:: Document segment ::

In the 1970s, Wu was invited by then Governor Sir Murray MacLehose to lunch to discuss cultural scene, only for Wu to discover later that he was being auditioned by the Colonial Secretary on suitability for membership of Legislative Council. He became an unofficial member of the Legislative Council in 1975, in which he served until 1988. He was also a member of the Universities and Polytechnic Grants Committee, deputy chairman of the Vocational Training Council. For his contributions, Wu was made Commander of the Most Excellent Order of the British Empire (CBE) in 1983 and received a Doctor of Laws honorary degree by the University of Hong Kong in 1992.

:: Data section ::
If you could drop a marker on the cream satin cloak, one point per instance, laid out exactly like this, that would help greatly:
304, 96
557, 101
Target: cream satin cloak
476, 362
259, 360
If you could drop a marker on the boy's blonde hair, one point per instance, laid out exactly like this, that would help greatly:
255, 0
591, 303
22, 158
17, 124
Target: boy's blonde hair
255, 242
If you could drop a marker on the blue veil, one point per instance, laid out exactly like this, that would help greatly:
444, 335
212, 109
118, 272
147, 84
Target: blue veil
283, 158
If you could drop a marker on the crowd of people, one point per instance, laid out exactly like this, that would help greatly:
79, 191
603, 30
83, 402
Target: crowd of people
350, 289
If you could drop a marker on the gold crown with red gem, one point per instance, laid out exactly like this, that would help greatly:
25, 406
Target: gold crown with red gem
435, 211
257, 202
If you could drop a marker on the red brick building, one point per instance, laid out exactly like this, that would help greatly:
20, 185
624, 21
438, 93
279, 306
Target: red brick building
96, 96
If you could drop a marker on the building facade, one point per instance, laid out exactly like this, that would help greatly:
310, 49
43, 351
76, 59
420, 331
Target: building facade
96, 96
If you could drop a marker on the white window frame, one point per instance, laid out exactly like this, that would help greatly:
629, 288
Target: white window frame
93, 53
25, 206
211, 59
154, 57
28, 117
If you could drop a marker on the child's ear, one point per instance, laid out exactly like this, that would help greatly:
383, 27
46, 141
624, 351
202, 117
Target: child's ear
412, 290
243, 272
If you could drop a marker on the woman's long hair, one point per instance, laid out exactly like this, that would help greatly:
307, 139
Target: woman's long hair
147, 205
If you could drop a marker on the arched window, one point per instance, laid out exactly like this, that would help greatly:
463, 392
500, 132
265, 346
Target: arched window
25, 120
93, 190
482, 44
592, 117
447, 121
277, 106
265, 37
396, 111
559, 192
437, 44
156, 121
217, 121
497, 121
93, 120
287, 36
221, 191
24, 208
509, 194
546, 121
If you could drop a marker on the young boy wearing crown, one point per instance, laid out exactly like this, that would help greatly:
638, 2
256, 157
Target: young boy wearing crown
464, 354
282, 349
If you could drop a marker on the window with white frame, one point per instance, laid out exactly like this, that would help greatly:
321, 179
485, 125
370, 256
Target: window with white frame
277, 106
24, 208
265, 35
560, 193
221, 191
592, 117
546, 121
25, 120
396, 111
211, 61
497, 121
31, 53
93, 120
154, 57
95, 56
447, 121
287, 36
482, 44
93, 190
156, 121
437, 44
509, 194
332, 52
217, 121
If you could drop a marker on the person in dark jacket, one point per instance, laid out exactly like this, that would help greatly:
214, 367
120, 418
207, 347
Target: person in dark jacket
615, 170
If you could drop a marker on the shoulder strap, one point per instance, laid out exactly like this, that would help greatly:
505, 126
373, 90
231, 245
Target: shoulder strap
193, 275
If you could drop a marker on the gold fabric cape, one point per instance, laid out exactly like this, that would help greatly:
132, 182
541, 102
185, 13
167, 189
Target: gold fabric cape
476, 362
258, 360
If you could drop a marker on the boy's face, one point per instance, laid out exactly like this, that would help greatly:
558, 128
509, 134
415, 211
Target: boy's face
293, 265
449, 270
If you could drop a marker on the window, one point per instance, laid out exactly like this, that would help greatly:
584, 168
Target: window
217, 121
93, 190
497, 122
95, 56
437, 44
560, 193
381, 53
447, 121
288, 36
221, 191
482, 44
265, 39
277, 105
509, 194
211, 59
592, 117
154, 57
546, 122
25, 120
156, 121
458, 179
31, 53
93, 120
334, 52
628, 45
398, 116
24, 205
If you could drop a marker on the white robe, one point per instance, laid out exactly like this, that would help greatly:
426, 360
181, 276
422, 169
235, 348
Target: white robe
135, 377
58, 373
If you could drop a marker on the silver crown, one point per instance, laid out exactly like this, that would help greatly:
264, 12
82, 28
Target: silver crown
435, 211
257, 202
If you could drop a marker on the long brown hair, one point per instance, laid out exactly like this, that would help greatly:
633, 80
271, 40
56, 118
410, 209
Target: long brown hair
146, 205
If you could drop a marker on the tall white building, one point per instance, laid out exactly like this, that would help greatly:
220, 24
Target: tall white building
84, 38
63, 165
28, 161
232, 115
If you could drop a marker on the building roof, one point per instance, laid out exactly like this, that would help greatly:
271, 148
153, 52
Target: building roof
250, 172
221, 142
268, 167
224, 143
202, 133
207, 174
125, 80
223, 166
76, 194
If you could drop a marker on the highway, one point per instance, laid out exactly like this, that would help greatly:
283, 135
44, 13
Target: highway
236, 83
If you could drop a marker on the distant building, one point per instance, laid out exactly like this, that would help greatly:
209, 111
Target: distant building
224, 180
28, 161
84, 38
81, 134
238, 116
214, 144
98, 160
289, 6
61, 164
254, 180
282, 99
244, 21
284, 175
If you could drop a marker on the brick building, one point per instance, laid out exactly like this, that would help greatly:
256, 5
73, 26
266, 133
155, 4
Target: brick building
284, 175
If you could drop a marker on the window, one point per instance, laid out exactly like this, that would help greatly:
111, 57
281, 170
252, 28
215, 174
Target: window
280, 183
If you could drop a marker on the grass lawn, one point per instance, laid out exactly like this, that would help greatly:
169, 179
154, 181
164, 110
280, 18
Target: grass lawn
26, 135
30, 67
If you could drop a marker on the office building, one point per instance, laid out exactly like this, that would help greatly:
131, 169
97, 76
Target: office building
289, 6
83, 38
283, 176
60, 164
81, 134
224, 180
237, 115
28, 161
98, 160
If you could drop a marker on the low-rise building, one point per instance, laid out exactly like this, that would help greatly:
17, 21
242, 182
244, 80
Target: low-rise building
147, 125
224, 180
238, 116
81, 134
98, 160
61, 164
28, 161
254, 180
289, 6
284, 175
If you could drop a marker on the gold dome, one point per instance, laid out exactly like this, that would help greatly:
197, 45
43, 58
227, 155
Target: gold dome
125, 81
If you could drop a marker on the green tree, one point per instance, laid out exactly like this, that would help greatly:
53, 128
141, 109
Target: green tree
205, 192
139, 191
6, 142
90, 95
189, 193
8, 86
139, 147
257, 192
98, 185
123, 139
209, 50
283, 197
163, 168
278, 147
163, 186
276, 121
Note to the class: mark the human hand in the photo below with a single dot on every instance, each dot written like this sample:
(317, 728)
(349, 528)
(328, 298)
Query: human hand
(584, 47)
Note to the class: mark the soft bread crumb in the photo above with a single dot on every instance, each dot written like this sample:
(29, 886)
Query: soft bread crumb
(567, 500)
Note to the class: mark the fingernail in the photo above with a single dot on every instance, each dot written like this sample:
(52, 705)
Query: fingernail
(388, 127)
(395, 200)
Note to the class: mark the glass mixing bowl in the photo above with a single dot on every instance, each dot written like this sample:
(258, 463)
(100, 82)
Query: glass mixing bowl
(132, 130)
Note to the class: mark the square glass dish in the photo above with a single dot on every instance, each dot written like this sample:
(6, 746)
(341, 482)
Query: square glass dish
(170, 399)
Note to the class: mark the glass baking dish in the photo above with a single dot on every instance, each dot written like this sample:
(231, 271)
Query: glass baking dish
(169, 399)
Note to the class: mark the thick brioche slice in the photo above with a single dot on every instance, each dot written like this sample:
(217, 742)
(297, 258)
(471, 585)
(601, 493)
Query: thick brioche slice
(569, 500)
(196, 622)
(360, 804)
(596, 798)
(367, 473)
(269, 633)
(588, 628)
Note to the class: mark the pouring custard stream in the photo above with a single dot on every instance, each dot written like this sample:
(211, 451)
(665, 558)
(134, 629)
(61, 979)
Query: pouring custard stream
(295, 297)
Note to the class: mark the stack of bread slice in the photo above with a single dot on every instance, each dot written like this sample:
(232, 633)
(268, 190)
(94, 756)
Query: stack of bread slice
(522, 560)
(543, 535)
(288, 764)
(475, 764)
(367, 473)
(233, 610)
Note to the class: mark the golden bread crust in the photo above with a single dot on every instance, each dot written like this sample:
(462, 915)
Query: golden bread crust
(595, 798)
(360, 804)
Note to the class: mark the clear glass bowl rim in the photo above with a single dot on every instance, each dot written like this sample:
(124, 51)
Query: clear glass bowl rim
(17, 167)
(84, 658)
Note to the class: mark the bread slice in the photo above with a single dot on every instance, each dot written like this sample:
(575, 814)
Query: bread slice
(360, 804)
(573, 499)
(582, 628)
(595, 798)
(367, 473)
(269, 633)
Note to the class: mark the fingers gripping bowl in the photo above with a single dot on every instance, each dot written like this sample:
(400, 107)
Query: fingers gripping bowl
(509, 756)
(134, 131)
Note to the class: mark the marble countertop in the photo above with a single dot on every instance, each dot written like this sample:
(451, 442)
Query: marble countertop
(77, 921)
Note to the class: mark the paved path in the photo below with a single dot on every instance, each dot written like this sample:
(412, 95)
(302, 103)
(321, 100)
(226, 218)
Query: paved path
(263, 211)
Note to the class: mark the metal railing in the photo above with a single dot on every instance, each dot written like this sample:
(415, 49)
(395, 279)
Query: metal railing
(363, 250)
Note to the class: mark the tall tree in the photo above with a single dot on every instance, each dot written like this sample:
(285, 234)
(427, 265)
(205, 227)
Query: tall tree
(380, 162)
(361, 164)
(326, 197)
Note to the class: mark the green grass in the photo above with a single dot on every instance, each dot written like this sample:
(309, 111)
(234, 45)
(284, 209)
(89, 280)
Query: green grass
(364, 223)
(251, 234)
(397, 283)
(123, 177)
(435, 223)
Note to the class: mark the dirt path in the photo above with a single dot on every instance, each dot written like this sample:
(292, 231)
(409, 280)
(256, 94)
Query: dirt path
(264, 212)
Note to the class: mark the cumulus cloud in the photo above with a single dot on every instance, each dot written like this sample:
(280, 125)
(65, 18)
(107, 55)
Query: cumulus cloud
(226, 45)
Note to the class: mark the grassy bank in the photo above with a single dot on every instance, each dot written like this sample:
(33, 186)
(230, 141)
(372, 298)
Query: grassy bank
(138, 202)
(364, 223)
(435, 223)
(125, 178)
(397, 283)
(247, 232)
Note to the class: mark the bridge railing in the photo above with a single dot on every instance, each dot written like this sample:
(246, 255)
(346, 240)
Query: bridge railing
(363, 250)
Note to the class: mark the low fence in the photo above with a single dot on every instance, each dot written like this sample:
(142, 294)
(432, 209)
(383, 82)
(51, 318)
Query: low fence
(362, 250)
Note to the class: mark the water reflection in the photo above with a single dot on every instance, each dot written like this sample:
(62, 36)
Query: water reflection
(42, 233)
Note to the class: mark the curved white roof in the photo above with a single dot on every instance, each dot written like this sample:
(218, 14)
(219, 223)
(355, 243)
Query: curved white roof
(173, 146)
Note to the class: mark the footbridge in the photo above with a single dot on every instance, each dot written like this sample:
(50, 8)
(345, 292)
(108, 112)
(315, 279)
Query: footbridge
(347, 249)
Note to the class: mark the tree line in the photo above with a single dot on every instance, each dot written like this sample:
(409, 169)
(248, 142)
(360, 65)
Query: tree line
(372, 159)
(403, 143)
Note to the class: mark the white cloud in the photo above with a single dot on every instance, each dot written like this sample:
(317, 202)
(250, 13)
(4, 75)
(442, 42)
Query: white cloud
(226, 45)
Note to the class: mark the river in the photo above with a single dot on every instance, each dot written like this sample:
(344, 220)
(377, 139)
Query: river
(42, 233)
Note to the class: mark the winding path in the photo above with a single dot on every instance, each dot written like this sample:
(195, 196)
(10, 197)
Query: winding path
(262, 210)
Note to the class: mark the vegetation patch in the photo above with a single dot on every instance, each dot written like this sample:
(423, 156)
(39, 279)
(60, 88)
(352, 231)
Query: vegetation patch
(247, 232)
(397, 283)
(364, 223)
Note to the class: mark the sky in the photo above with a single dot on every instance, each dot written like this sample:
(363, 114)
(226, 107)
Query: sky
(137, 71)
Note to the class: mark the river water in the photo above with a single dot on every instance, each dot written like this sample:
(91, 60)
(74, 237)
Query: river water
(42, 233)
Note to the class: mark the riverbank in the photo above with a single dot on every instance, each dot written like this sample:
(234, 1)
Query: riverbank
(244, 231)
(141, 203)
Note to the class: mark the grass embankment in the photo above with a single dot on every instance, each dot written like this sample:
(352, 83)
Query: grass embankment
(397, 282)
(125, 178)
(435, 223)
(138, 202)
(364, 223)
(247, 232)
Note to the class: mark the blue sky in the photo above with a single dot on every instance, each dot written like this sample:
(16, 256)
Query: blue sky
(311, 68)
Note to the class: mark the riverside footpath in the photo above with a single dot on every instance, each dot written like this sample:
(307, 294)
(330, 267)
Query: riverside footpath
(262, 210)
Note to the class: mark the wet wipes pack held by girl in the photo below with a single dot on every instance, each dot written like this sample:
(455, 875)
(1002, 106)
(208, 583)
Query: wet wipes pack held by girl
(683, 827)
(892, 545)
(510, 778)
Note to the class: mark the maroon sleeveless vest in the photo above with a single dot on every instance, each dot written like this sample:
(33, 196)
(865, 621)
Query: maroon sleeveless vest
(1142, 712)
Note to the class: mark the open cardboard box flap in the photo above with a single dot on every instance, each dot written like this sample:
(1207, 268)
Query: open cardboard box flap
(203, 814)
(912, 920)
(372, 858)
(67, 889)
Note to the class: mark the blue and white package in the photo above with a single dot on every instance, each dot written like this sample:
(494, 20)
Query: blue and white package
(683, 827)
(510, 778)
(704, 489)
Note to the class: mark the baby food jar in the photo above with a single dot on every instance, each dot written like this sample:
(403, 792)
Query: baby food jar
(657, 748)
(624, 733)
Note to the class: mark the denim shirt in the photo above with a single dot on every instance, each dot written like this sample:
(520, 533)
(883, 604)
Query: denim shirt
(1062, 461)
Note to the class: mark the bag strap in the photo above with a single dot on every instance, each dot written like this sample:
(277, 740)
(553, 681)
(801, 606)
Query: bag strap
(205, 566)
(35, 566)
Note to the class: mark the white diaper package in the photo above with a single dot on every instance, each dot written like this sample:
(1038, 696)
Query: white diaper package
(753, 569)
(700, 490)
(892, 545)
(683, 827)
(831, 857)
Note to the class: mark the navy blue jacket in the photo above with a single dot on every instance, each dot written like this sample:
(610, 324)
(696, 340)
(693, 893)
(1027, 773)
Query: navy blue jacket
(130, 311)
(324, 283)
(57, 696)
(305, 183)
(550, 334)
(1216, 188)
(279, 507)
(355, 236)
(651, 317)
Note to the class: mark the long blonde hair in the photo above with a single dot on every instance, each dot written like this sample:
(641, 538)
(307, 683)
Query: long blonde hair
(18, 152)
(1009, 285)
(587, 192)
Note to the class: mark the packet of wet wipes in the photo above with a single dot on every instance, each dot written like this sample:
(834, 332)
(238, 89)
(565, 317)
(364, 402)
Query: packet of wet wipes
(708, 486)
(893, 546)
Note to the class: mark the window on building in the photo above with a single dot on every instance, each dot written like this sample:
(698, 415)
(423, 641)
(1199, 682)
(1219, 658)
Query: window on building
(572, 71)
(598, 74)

:: Exercise details ::
Write the next few sentences of the passage about Wu's public service in Hong Kong, picking up after its final sentence. You won't need the records for this.

:: Solved problem ::
He was praised by the then Governor Sir Edward Youde for his promotion of the arts and the Chinese Languages to Hong Kong, for his efforts in establishing the Hong Kong Academy for the Performing Arts. He was also the chairman of the Hong Kong Philharmonic Society from 1973 to 76. In 1983, he was the chairman of the working party on the development of a Chinese language foundation, in which he made recommendations of raising the standard of Chinese language amounts in school, including funding provisions; policies on the publication of Chinese textbooks and the wider use of Putonghua in public meetings.

In April 1995, he was appointed by the Beijing government a Hong Kong Affairs Advisers and in November a member of the Selection Committee for the First Government of the Hong Kong Special Administrative Region, which was responsible to elect the first Chief Executive, Tung Chee-hwa.

Wu died on 9 January 2005 at the age of 84.